#### Exercise a:
Reproduce, word for word, the abstract on fast and slow learning of recurrent independent mechanisms.

#### Document passage:
★ ★ ★ ★ ★
FAST AND SLOW LEARNING OF RECURRENT INDEPEN-DENT MECHANISMS

Abstract

Decomposing knowledge into interchangeable pieces promises a generalization advantage when there are changes in distribution. A learning agent interacting with its environment is likely to be faced with situations requiring novel combinations of existing pieces of knowledge. We hypothesize that such a decomposition of knowledge is particularly relevant for being able to generalize in a systematic way to out-of-distribution changes. To study these ideas, we propose a particular training framework in which we assume that the pieces of knowledge an agent needs and its reward function are stationary and can be re-used across tasks. An attention mechanism dynamically selects which modules can be adapted to the current task, and the parameters of the selected modules are allowed to change quickly as the learner is confronted with variations in what it experiences, while the parameters of the attention mechanisms act as stable, slowly changing, metaparameters. We focus on pieces of knowledge captured by an ensemble of modules sparsely communicating with each other via a bottleneck of attention. We find that meta-learning the modular aspects of the proposed system greatly helps in achieving faster adaptation in a reinforcement learning setup involving navigation in a partially observed grid world with image-level input. We also find that reversing the role of parameters and meta-parameters does not work nearly as well, suggesting a particular role for fast adaptation of the dynamically selected modules.
★ ★ ★ ★ ★
#### Exercise b:
In the records, rewrite the stretch from the line containing "# draw the outline of every instance of the traffic" through the line containing "33 41 L 37 43", replacing "traffic light" with "street lamp" and keeping everything else identical. Return only those lines.
★ ★ ★ ★ ★
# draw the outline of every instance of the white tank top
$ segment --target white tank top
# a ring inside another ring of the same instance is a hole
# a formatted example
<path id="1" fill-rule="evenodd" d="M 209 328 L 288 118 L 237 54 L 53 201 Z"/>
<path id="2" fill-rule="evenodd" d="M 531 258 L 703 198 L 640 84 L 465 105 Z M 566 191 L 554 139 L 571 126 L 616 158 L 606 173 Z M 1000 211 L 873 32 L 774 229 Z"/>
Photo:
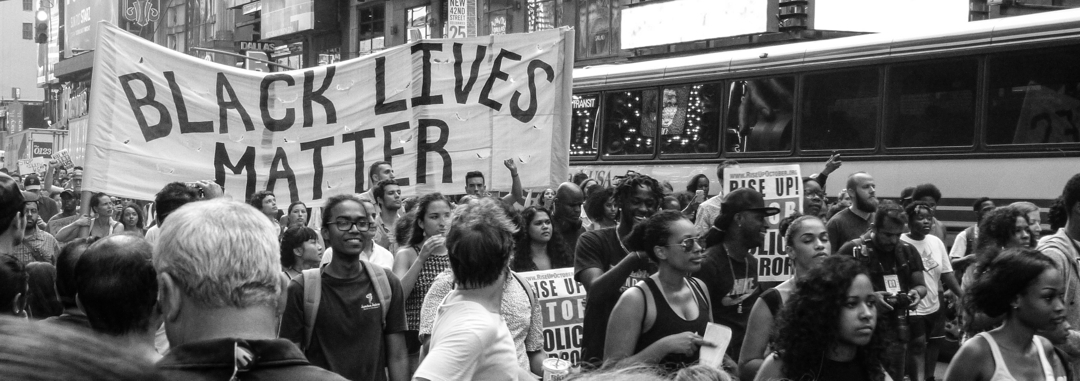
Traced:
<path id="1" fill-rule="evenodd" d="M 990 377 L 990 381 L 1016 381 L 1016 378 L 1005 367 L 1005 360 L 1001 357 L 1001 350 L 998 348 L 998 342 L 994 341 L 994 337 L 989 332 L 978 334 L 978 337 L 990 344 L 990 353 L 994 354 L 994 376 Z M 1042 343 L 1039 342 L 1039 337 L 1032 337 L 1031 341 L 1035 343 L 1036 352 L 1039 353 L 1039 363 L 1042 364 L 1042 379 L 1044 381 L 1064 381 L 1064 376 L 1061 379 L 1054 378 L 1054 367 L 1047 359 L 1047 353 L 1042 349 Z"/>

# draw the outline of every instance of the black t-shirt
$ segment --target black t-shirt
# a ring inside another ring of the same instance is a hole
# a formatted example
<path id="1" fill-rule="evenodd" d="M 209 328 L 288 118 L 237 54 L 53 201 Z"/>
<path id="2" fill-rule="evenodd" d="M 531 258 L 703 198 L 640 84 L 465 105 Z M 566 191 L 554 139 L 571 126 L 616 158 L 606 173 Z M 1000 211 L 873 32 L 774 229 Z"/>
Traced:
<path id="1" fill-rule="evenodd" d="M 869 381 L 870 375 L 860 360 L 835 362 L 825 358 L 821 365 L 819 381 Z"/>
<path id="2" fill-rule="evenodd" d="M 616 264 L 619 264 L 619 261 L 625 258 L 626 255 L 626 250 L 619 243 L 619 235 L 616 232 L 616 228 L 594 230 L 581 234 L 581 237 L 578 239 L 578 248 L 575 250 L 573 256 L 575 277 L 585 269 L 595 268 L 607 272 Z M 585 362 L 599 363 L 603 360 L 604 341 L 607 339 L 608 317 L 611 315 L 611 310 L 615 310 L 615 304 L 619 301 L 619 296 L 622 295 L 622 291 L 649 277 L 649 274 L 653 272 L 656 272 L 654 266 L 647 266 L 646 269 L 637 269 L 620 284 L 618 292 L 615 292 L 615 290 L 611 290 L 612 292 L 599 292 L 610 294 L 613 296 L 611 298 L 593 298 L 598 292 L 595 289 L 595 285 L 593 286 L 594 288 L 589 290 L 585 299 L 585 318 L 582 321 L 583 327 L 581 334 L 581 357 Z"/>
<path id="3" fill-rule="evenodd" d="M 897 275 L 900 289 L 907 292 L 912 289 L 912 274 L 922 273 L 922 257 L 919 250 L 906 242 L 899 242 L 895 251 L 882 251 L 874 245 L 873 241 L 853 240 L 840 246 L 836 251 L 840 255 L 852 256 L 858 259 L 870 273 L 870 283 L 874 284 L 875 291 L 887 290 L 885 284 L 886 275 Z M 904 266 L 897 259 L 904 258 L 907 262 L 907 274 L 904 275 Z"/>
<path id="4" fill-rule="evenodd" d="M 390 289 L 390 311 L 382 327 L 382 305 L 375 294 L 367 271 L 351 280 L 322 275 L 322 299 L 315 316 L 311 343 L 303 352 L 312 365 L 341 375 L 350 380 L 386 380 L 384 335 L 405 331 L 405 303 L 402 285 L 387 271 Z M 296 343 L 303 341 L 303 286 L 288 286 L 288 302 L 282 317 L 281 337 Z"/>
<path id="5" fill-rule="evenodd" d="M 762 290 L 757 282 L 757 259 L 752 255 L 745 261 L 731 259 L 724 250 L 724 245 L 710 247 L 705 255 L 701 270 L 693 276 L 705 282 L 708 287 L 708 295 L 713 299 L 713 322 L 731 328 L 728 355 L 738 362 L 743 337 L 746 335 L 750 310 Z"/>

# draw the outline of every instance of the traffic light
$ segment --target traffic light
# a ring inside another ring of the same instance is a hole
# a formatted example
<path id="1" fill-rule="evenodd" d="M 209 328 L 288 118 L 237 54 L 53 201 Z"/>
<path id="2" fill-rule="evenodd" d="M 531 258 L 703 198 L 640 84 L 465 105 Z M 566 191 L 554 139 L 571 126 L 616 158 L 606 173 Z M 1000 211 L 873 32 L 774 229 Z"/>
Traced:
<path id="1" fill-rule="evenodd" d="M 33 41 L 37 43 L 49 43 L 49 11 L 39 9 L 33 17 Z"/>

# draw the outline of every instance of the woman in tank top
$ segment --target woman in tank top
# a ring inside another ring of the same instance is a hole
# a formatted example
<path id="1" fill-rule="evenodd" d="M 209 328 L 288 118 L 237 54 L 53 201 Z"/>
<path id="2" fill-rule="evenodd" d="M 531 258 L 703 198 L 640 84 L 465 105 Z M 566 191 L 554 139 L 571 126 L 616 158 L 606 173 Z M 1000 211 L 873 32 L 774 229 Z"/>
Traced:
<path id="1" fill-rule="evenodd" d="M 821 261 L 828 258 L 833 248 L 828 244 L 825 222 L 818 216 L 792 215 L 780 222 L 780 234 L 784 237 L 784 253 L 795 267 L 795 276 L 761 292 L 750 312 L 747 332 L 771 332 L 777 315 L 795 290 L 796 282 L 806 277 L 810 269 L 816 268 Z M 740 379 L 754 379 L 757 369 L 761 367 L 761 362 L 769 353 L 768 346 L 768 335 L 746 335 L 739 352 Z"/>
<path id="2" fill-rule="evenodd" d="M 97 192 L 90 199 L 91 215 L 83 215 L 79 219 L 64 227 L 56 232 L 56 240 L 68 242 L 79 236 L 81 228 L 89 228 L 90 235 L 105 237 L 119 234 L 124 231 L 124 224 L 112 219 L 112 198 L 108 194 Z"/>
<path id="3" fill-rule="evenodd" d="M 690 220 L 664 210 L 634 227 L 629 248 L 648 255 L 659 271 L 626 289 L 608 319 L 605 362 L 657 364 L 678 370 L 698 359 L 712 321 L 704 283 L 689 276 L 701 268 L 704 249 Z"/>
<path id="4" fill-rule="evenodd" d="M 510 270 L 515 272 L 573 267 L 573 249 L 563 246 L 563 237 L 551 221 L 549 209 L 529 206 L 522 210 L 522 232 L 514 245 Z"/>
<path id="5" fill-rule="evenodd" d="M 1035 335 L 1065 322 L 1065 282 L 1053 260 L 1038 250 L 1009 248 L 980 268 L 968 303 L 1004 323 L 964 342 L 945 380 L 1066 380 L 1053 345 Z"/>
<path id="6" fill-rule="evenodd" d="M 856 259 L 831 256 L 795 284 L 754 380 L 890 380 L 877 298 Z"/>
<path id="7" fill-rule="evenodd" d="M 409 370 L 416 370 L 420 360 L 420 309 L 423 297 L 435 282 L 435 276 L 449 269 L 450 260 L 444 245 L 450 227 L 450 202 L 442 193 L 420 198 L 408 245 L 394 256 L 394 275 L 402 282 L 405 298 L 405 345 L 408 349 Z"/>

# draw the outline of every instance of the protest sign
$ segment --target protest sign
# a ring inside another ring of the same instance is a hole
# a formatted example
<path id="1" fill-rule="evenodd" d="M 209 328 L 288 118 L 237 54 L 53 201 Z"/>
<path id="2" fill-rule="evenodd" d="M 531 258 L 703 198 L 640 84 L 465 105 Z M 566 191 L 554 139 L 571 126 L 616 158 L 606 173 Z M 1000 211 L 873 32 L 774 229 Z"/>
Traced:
★ ★ ★ ★ ★
#### Full answer a:
FAST AND SLOW LEARNING OF RECURRENT INDEPEN-DENT MECHANISMS

Abstract

Decomposing knowledge into interchangeable pieces promises a generalization advantage when there are changes in distribution. A learning agent interacting with its environment is likely to be faced with situations requiring novel combinations of existing pieces of knowledge. We hypothesize that such a decomposition of knowledge is particularly relevant for being able to generalize in a systematic way to out-of-distribution changes. To study these ideas, we propose a particular training framework in which we assume that the pieces of knowledge an agent needs and its reward function are stationary and can be re-used across tasks. An attention mechanism dynamically selects which modules can be adapted to the current task, and the parameters of the selected modules are allowed to change quickly as the learner is confronted with variations in what it experiences, while the parameters of the attention mechanisms act as stable, slowly changing, metaparameters. We focus on pieces of knowledge captured by an ensemble of modules sparsely communicating with each other via a bottleneck of attention. We find that meta-learning the modular aspects of the proposed system greatly helps in achieving faster adaptation in a reinforcement learning setup involving navigation in a partially observed grid world with image-level input. We also find that reversing the role of parameters and meta-parameters does not work nearly as well, suggesting a particular role for fast adaptation of the dynamically selected modules.

#### Full answer b:
# draw the outline of every instance of the street lamp
$ segment --target street lamp
# a ring inside another ring of the same instance is a hole
# a formatted example
<path id="1" fill-rule="evenodd" d="M 209 328 L 288 118 L 237 54 L 53 201 Z"/>
<path id="2" fill-rule="evenodd" d="M 531 258 L 703 198 L 640 84 L 465 105 Z M 566 191 L 554 139 L 571 126 L 616 158 L 606 173 Z M 1000 211 L 873 32 L 774 229 Z"/>
Traced:
<path id="1" fill-rule="evenodd" d="M 33 41 L 37 43 L 49 43 L 49 11 L 39 9 L 33 17 Z"/>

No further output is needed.